* PAGE EXTRACT *
--- START ---
Logically, if any of the phases are missed, skipped or incomplete, there will be an impact on the entire project. This may lead to serious delays, poor quality outcomes, or even complete failure.

The HRL is a continuous, cycling loop that may flow from one project or piece of research into another. The elements of different research may overlap with the current research, and phases may be developed in partnership (as in a multi-disciplinary and/or multi-institutional project). Each piece of research will have its own lifecycle that applies, but is not necessarily independent of other project lifecycles.


Figure 3: Multiple Research Lifecycles

One aspect that is often overlooked is that the logical cycle requires the researcher to regularly review all phases of the cycle throughout the lifespan of the project to ensure that each phase has met, and continues to meet, its desired outcomes. “Review” in this sense may mean a regular check to ensure that the protocols established in an earlier phase are being met and complied with. For example, A thesis that is being written up will need the researcher to regularly verify that the basic conceptualisation phase is being referenced to avoid going off topic, and ensue that the research aims and outcomes are actually being addressed. Similarly, failure to reference the literature review may well lead to unfocussed and/or irrelevant work being undertaken to the detriment of the overall thesis.

In some cases, the completion phase simply returns to the conceptualisation phase and the process begins again. Large, multiple output, multiple partner projects may fall into this category. Individual research, such as a thesis may also fall in this category if the researcher has ambitions to continue the research after the thesis has been completed. For example, the researcher may regard their thesis research work as an element of a larger body of work to be developed later I their research career. In any event, the research carried out, despite being highlighted in the thesis, may well be useable again after the logical lifecycle is complete.
--- END ---
* AIM OF THE TASK *
Write out the passage on research lifecycles word for word, from "The HRL is a" up to and including "other project lifecycles.".

* DATA FOR REVIEW *
--- START ---
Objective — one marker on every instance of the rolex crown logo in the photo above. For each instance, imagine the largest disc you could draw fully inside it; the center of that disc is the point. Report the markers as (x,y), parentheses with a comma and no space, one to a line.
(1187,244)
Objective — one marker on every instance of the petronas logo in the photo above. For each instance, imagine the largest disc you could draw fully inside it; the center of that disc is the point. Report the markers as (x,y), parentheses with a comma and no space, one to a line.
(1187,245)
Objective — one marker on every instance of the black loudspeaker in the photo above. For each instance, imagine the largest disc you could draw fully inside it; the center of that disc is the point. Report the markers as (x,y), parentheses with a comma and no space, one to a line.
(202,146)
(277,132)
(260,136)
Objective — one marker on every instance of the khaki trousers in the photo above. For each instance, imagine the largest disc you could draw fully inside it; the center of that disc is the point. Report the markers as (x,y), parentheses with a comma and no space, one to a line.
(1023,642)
--- END ---
--- START ---
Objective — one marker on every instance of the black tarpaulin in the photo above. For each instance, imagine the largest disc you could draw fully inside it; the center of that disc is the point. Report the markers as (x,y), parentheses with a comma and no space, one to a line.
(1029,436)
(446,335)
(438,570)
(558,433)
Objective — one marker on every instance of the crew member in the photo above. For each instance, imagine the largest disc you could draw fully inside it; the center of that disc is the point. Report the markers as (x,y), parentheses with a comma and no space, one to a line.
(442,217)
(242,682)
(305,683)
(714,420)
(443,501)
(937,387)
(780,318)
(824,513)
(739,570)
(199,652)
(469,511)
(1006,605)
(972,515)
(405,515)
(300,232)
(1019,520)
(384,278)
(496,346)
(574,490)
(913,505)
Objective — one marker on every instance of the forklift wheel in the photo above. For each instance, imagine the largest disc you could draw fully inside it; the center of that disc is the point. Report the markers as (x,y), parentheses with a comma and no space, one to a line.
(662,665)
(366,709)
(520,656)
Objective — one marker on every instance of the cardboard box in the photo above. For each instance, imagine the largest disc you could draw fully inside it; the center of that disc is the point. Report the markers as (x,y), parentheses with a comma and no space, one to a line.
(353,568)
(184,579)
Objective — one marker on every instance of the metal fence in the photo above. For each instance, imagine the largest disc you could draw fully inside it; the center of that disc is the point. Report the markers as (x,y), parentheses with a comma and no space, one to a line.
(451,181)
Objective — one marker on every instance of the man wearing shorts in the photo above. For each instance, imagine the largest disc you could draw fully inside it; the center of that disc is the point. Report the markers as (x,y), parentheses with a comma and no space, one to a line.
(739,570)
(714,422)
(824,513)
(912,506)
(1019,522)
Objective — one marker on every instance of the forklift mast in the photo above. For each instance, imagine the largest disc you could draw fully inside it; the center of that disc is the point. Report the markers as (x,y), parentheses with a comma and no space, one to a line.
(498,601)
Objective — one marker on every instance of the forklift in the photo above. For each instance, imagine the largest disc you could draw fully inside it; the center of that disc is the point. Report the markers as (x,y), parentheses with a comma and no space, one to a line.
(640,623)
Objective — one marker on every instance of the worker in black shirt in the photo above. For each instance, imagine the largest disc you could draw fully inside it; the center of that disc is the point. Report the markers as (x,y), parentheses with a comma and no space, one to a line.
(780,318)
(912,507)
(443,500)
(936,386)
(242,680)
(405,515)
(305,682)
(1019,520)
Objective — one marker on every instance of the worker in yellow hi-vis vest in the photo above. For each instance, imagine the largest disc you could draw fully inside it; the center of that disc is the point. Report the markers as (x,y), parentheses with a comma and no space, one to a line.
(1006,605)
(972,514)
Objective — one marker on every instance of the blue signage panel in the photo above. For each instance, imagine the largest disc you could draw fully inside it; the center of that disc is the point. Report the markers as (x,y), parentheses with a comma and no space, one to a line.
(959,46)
--- END ---
* YOUR SOLUTION *
The HRL is a continuous, cycling loop that may flow from one project or piece of research into another. The elements of different research may overlap with the current research, and phases may be developed in partnership (as in a multi-disciplinary and/or multi-institutional project). Each piece of research will have its own lifecycle that applies, but is not necessarily independent of other project lifecycles.